>>>

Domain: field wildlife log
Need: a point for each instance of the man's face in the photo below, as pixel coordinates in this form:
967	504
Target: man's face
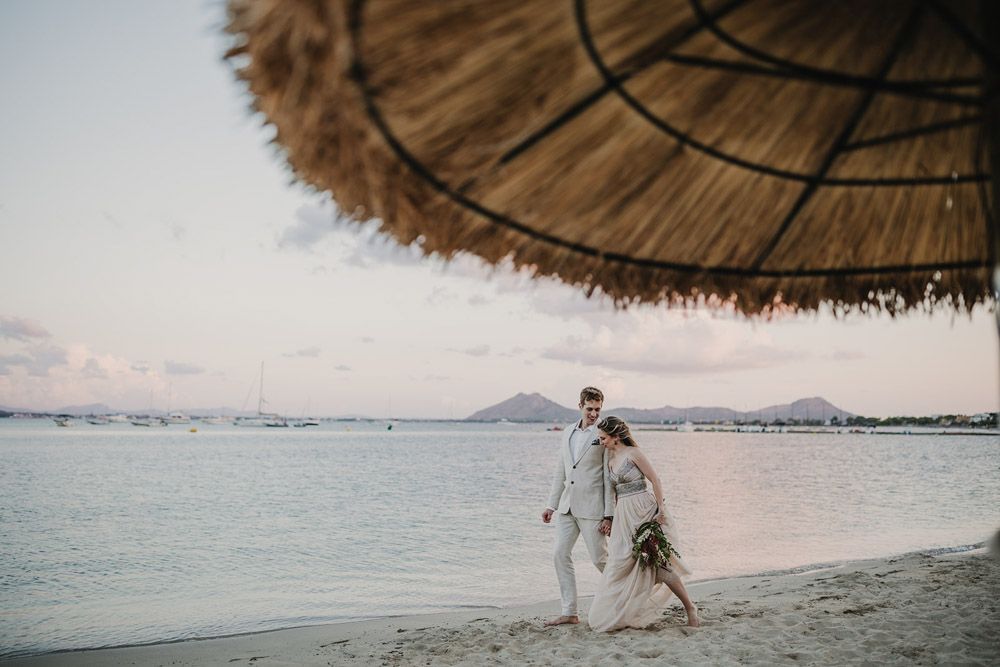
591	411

<<<
>>>

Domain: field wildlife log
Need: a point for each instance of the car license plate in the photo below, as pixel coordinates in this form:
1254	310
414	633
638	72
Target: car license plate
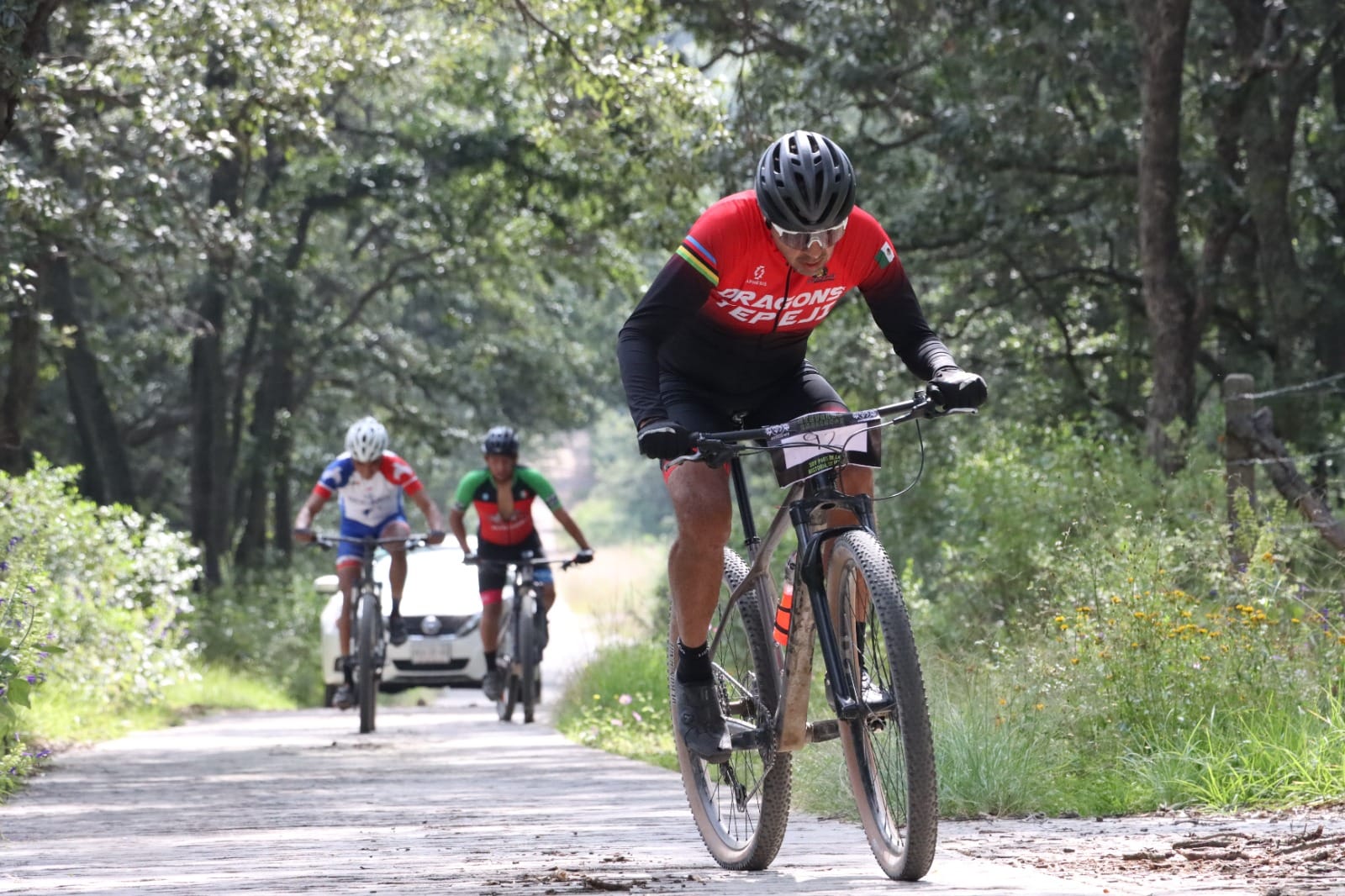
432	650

<<<
>>>

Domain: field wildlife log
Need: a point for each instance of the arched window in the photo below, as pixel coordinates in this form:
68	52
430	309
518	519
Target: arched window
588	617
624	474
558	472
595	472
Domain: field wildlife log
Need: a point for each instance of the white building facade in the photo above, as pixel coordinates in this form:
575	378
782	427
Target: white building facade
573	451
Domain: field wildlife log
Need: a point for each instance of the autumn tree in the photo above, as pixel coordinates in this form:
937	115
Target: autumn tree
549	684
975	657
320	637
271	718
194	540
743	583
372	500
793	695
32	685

<<<

◆ Exercise aim
Pull out each line of the listing above that contains the string "this". Case matters, so a line counts only if its capital and lowercase letters match.

◆ Response to the exercise
Need: a point for each instance of the man's face in the photo below, as pixel coordinates in this form:
Need: a point for each instance of the car license plate in the photo below, as pixel coordinates in this form:
Need: a point for each instance of the arched window in the photo below, as pixel coordinates in this form:
Need: a point for each instance of the white building facade in the photo above, as pixel coordinates in this form:
Need: a point for each instance of the autumn tree in the photo above, as pixel coordinates in this form:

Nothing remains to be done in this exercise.